> Instruction 1
Show every line of the entries that contains the word "black". Case counts.

> Document segment
_ _ _ _ _

Decided: October 14, 1975

Lazar, Friedman, Stahl & Jabin, Evelle J. Younger, Atty. Gen., and Thomas Scheerer, Deputy Atty. Gen., for defendant and appellant Div. of Labor Law Enforcement, State of Cal. Denison & Kightlinger and John P. Kightlinger, Los Angeles, for defendant and appellant Los Angeles Hotel-Restaurant Employer-Union Welfare Fund. Lipsig, Rosenfield, Temkin & Leff and Robert G. Leff, Beverly Hills, for defendant and appellant William H. Temkin, Jr. Scott P. Crampton, Asst. U. S. Atty. Gen., Gilbert E. Andrews, Crombie J. D. Garrett and Stephen M. Gelber, Attys., Tax Div., Dept. of Justice, William D. Keller, U. S. Atty., and Charles H. Magnuson, Asst. U. S. Atty., for defendant and respondent. Coulter, Vernoff & Brewer and George P. Coulter, Pasadena, as amicus curiae for plaintiff, and for Gramercy Escrow Company, Grover Escrow Corporation, Professional Escrow Services and Service Escrow Co.

Three defendants appeal from a judgment in an interpleader action.1 The action was commenced in the superior court for Los Angeles County by Business Title Corporation against the United States,2 the Division of Labor Law Enforcement of the State of California, the Los Angeles Hotel-Restaurant Employer-Union Welfare Fund (hereinafter ‘Union Welfare Fund’), Mating Game, Inc.,3 William Temkin, Sanford Orling and Peter Rooney.

The verified complaint alleged: On October 6, 1971, at Los Angeles, Mating Game, Inc., entered into a written escrow agreement with 12319 Corporation whereby Mating Game agreed to sell to 12319 Corporation an on-sale general liquor license for a cocktail lounge business, with the license to remain at the business premises; pursuant to Bus. & Prof.Code § 24074, buyer and seller opened an escrow, and plaintiff was named as escrow holder; the total purchase price of the liquor license was $10,500.00, which sum was deposited in escrow by the buyer prior to transfer of the license; during the course of the escrow, and before May 24, 1972 (when the Department of Alcoholic Beverage Control notified plaintiff of transfer of the license to the buyer), plaintiff received claims from the seller's creditors, including the defendants; defendant United States served on plaintiff a notice of levy and a notice of federal taxes due in the sum of $3,329.89 on account of tax delinquencies of the seller; defendants Division of Labor Law Enforcement, Union Welfare Fund, Temkin, Orling and Rooney presented claims totaling $8,171.04 for wages due the seller's employees; the State Board of Equalization and the Department of Human Resources Development presented claims totaling $2,328.96; as these latter claims must be paid to accomplish transfer of the license, plaintiff paid them from the funds on deposit in escrow; after transfer of the license, plaintiff mailed notices to the creditors informing them that the cash in escrow was insufficient to pay all creditors in full.

_ _ _ _ _

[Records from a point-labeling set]

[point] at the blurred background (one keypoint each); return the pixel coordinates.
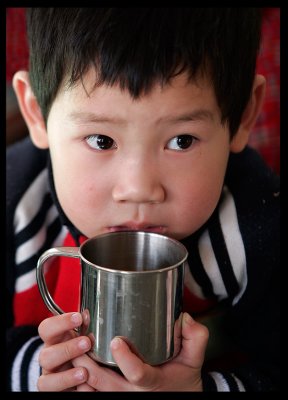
(266, 134)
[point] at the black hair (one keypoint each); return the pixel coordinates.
(137, 47)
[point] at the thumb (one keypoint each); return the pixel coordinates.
(194, 342)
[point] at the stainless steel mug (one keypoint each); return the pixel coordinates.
(131, 286)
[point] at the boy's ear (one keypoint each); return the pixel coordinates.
(251, 112)
(30, 109)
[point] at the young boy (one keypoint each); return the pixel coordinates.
(146, 114)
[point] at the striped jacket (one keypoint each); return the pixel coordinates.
(231, 279)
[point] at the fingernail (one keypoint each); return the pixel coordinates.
(187, 319)
(76, 319)
(115, 343)
(79, 375)
(83, 344)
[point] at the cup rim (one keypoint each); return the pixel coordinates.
(134, 233)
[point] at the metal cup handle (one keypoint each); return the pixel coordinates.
(56, 251)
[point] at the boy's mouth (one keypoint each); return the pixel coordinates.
(133, 226)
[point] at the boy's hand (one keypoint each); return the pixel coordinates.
(183, 373)
(61, 345)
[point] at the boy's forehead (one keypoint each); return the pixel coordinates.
(87, 86)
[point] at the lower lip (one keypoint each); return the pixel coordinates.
(154, 229)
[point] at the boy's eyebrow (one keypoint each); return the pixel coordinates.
(196, 115)
(80, 116)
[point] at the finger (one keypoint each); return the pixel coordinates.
(194, 342)
(53, 356)
(60, 381)
(133, 368)
(84, 387)
(57, 328)
(101, 378)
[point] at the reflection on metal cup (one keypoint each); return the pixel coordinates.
(132, 287)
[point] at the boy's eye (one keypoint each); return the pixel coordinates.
(101, 142)
(181, 142)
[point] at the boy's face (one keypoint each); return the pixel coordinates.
(155, 164)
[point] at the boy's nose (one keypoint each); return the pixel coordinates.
(139, 184)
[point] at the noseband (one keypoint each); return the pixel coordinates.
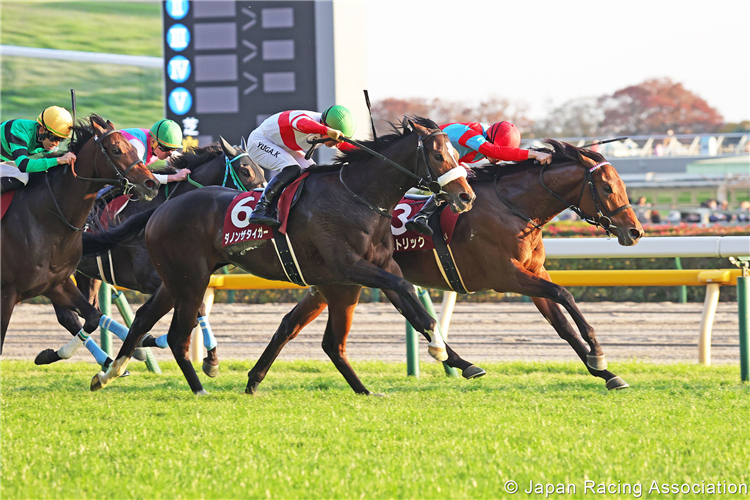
(602, 218)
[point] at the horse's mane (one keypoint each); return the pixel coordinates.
(561, 152)
(197, 156)
(83, 132)
(399, 131)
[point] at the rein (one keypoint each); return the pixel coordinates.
(602, 219)
(429, 184)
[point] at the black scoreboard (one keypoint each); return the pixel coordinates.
(229, 64)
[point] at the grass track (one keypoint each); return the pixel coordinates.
(308, 436)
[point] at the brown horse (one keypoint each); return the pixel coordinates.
(128, 265)
(498, 246)
(340, 230)
(41, 232)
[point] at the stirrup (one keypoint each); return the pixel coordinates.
(419, 224)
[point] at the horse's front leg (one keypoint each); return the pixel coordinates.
(145, 318)
(468, 370)
(368, 274)
(309, 308)
(539, 285)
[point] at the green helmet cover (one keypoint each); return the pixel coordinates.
(167, 133)
(340, 118)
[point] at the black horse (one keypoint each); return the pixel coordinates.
(339, 230)
(129, 265)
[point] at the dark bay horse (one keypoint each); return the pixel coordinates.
(339, 229)
(498, 246)
(128, 265)
(40, 235)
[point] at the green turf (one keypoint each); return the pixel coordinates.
(306, 435)
(127, 95)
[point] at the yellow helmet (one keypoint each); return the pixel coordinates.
(57, 120)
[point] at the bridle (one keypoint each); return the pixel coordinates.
(603, 217)
(430, 182)
(123, 180)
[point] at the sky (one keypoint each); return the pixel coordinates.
(546, 53)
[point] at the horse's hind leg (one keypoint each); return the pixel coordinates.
(342, 300)
(552, 312)
(309, 308)
(468, 370)
(7, 304)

_ _ _ _ _

> Instruction 2
Edit the part of the decision excerpt that begins at the words "Lazar, Friedman, Stahl" and stops after "Service Escrow Co.". Write that part out again with "Tax Div." replaced by "Tax Division".

> Final answer 1
[point] at the black hair (one keypoint each); return the pixel coordinates.
[point] at the black scoreboard (one keypoint each); return the pixel coordinates.
[point] at the black horse (one keypoint each); return the pixel coordinates.

> Final answer 2
Lazar, Friedman, Stahl & Jabin, Evelle J. Younger, Atty. Gen., and Thomas Scheerer, Deputy Atty. Gen., for defendant and appellant Div. of Labor Law Enforcement, State of Cal. Denison & Kightlinger and John P. Kightlinger, Los Angeles, for defendant and appellant Los Angeles Hotel-Restaurant Employer-Union Welfare Fund. Lipsig, Rosenfield, Temkin & Leff and Robert G. Leff, Beverly Hills, for defendant and appellant William H. Temkin, Jr. Scott P. Crampton, Asst. U. S. Atty. Gen., Gilbert E. Andrews, Crombie J. D. Garrett and Stephen M. Gelber, Attys., Tax Division, Dept. of Justice, William D. Keller, U. S. Atty., and Charles H. Magnuson, Asst. U. S. Atty., for defendant and respondent. Coulter, Vernoff & Brewer and George P. Coulter, Pasadena, as amicus curiae for plaintiff, and for Gramercy Escrow Company, Grover Escrow Corporation, Professional Escrow Services and Service Escrow Co.